== ITEMS ==

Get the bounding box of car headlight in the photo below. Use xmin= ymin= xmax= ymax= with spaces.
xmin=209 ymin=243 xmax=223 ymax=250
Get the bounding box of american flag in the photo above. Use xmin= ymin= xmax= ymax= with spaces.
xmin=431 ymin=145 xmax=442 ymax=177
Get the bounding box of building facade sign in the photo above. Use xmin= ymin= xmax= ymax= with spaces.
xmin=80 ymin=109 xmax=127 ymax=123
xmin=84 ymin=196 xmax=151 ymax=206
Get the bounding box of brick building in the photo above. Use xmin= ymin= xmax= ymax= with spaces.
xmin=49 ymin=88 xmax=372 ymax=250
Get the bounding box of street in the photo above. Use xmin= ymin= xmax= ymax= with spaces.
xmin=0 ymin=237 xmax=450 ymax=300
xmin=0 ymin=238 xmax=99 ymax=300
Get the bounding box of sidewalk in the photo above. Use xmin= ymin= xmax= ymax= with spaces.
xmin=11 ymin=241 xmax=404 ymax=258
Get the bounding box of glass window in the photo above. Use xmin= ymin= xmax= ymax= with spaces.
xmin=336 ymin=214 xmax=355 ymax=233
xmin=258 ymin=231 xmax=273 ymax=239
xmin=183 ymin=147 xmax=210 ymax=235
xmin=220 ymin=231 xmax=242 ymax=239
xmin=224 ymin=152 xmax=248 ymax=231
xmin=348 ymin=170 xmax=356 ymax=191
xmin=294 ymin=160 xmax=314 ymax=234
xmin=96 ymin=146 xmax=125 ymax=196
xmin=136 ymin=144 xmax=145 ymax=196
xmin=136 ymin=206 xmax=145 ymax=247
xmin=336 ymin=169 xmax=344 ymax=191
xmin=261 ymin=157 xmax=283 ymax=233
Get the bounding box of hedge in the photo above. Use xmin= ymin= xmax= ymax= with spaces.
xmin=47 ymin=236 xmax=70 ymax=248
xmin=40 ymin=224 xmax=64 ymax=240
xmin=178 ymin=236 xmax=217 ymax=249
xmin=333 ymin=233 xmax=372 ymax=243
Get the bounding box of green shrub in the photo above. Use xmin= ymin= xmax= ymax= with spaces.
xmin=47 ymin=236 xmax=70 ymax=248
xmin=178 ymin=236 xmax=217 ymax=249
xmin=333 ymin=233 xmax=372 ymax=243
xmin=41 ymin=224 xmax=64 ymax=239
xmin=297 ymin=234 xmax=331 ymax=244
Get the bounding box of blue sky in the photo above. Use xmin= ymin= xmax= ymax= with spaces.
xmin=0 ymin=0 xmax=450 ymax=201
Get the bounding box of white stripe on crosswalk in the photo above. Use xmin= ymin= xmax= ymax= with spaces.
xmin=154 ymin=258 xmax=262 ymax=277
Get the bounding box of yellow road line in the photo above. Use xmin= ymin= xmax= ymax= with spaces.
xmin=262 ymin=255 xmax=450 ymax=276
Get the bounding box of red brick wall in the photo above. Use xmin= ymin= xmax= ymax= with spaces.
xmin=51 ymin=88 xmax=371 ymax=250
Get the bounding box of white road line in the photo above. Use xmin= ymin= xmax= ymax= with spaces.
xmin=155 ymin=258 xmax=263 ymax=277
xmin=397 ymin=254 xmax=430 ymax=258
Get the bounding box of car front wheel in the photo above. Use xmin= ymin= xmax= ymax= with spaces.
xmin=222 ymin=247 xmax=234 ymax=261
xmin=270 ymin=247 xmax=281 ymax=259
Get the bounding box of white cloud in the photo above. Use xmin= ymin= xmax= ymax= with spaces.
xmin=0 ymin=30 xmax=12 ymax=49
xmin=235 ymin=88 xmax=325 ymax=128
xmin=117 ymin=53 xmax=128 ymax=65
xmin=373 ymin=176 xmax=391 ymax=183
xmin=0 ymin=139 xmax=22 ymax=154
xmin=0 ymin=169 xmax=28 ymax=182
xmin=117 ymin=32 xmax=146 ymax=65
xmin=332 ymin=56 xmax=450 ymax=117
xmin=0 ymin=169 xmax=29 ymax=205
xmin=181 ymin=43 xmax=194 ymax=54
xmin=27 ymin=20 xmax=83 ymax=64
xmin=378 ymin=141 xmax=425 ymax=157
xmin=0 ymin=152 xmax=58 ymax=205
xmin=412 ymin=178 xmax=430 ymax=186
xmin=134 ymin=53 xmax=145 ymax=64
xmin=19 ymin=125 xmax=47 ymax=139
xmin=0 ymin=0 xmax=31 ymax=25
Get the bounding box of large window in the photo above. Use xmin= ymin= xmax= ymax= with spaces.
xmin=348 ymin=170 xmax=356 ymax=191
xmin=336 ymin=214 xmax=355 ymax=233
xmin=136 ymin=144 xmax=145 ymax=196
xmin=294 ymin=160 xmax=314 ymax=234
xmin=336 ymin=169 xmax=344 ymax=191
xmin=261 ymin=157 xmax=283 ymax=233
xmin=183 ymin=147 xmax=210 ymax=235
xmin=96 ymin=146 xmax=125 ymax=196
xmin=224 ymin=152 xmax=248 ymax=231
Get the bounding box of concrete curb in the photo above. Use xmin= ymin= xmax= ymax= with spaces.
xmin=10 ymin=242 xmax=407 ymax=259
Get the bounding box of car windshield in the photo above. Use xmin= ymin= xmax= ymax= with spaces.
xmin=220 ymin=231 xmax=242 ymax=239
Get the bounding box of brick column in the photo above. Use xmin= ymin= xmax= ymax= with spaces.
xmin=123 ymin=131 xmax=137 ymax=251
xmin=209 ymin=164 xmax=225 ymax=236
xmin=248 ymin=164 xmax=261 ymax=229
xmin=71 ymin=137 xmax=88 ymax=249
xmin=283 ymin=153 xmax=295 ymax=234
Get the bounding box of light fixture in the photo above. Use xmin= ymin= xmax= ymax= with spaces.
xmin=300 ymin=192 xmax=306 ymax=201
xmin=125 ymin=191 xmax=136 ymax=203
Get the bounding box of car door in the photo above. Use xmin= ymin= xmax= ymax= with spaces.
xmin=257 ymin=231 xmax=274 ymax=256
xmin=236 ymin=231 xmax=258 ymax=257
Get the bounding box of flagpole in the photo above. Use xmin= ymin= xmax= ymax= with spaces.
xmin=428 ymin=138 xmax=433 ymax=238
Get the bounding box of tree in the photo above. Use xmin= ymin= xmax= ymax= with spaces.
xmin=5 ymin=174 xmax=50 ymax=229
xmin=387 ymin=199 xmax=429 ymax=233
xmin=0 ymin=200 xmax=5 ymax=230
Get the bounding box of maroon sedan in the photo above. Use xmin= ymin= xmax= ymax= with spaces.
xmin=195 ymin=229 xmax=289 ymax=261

===

- [WORK TO COMPLETE]: Copy all of the data above line for line, without changing a single character.

- [COMPLETE ANSWER]:
Get the bounding box of car headlight in the photo below. Use xmin= ymin= xmax= ymax= with spaces.
xmin=209 ymin=243 xmax=223 ymax=250
Get the bounding box of american flag in the photo above. Use xmin= ymin= xmax= ymax= with spaces.
xmin=431 ymin=145 xmax=442 ymax=177
Get the bounding box of building facade sign in the photo above. Use xmin= ymin= xmax= ymax= with spaces.
xmin=80 ymin=109 xmax=127 ymax=123
xmin=84 ymin=196 xmax=151 ymax=206
Get the bounding box of brick building in the photo above. Use xmin= ymin= xmax= ymax= with spaces.
xmin=49 ymin=88 xmax=372 ymax=250
Get the bounding box of street in the photo above. Use xmin= ymin= xmax= ymax= with spaces.
xmin=0 ymin=237 xmax=450 ymax=300
xmin=0 ymin=238 xmax=99 ymax=300
Get the bounding box of sidewalk in the photo above. Use xmin= ymin= xmax= ymax= with spaces.
xmin=11 ymin=241 xmax=404 ymax=258
Get the bounding box of glass window in the photo above. Use xmin= ymin= xmax= ymax= with spaces.
xmin=336 ymin=214 xmax=355 ymax=233
xmin=258 ymin=231 xmax=273 ymax=239
xmin=183 ymin=147 xmax=210 ymax=235
xmin=220 ymin=231 xmax=242 ymax=239
xmin=224 ymin=152 xmax=248 ymax=231
xmin=348 ymin=170 xmax=356 ymax=191
xmin=294 ymin=160 xmax=314 ymax=234
xmin=96 ymin=146 xmax=125 ymax=196
xmin=136 ymin=144 xmax=145 ymax=196
xmin=136 ymin=206 xmax=145 ymax=247
xmin=336 ymin=169 xmax=344 ymax=191
xmin=261 ymin=157 xmax=283 ymax=233
Get the bounding box of hedge in the photo above. Use xmin= ymin= xmax= ymax= with spaces.
xmin=47 ymin=236 xmax=70 ymax=248
xmin=40 ymin=224 xmax=64 ymax=240
xmin=178 ymin=236 xmax=217 ymax=249
xmin=333 ymin=233 xmax=372 ymax=243
Get the bounding box of green shrub in the photo above. Use xmin= ymin= xmax= ymax= with spaces.
xmin=47 ymin=236 xmax=70 ymax=248
xmin=178 ymin=236 xmax=217 ymax=249
xmin=333 ymin=233 xmax=372 ymax=243
xmin=41 ymin=224 xmax=64 ymax=239
xmin=297 ymin=234 xmax=331 ymax=244
Get the bounding box of blue sky in the photo above. Use xmin= ymin= xmax= ymax= with spaces.
xmin=0 ymin=0 xmax=450 ymax=201
Get the bounding box of white stripe on crosswalk in the photo above. Use xmin= ymin= xmax= ymax= with spaces.
xmin=154 ymin=258 xmax=262 ymax=277
Get the bounding box of yellow road line in the photo above. Use xmin= ymin= xmax= ymax= with spaces.
xmin=262 ymin=255 xmax=450 ymax=276
Get the bounding box of red brick wall in the photo above. Use xmin= ymin= xmax= ymax= with spaces.
xmin=51 ymin=88 xmax=371 ymax=250
Get the bounding box of white road line in the photo above. Use xmin= ymin= xmax= ymax= with spaces.
xmin=155 ymin=258 xmax=263 ymax=277
xmin=397 ymin=254 xmax=430 ymax=258
Get the bounding box of car front wheel in the photo above. Use xmin= ymin= xmax= ymax= with spaces.
xmin=222 ymin=247 xmax=234 ymax=261
xmin=270 ymin=247 xmax=281 ymax=259
Get the bounding box of white cloud in the photo above. Use xmin= ymin= xmax= ymax= with spaces.
xmin=0 ymin=30 xmax=12 ymax=49
xmin=235 ymin=88 xmax=325 ymax=128
xmin=117 ymin=53 xmax=128 ymax=65
xmin=373 ymin=176 xmax=391 ymax=183
xmin=0 ymin=139 xmax=22 ymax=154
xmin=0 ymin=169 xmax=28 ymax=182
xmin=117 ymin=32 xmax=146 ymax=65
xmin=332 ymin=56 xmax=450 ymax=117
xmin=0 ymin=169 xmax=29 ymax=205
xmin=181 ymin=43 xmax=194 ymax=54
xmin=27 ymin=20 xmax=83 ymax=64
xmin=378 ymin=141 xmax=425 ymax=157
xmin=0 ymin=152 xmax=58 ymax=205
xmin=412 ymin=178 xmax=430 ymax=186
xmin=134 ymin=53 xmax=145 ymax=64
xmin=19 ymin=125 xmax=47 ymax=139
xmin=0 ymin=0 xmax=31 ymax=25
Get the bounding box of large window in the photo above. Use xmin= ymin= xmax= ymax= with spaces.
xmin=348 ymin=170 xmax=356 ymax=191
xmin=336 ymin=214 xmax=355 ymax=233
xmin=136 ymin=144 xmax=145 ymax=196
xmin=294 ymin=160 xmax=314 ymax=234
xmin=336 ymin=169 xmax=344 ymax=191
xmin=261 ymin=157 xmax=283 ymax=233
xmin=183 ymin=147 xmax=210 ymax=235
xmin=96 ymin=146 xmax=125 ymax=196
xmin=224 ymin=152 xmax=248 ymax=231
Get the bounding box of concrete curb in the photo above. Use xmin= ymin= xmax= ymax= with spaces.
xmin=10 ymin=242 xmax=407 ymax=259
Get the bounding box of car windshield in the photo above. Use xmin= ymin= xmax= ymax= with spaces.
xmin=220 ymin=231 xmax=242 ymax=239
Get the bounding box of brick column in the photo above. Use xmin= ymin= xmax= ymax= with spaces.
xmin=123 ymin=131 xmax=137 ymax=251
xmin=209 ymin=164 xmax=225 ymax=236
xmin=248 ymin=164 xmax=261 ymax=229
xmin=71 ymin=137 xmax=88 ymax=249
xmin=283 ymin=153 xmax=295 ymax=234
Get the bounding box of light fixture in the photo above. Use xmin= ymin= xmax= ymax= with spaces.
xmin=300 ymin=192 xmax=306 ymax=201
xmin=125 ymin=191 xmax=136 ymax=203
Get the bounding box of car door in the photo above. Use xmin= ymin= xmax= ymax= with spaces.
xmin=257 ymin=231 xmax=274 ymax=256
xmin=236 ymin=231 xmax=258 ymax=257
Get the bounding box of flagpole in the photo above. Use xmin= ymin= xmax= ymax= with spaces.
xmin=428 ymin=138 xmax=433 ymax=238
Get the bounding box of tree in the photo above. Use xmin= ymin= xmax= ymax= with spaces.
xmin=5 ymin=174 xmax=50 ymax=229
xmin=387 ymin=199 xmax=429 ymax=233
xmin=0 ymin=200 xmax=5 ymax=230
Get the bounding box of maroon sedan in the photo above. Use xmin= ymin= xmax= ymax= with spaces.
xmin=195 ymin=229 xmax=289 ymax=261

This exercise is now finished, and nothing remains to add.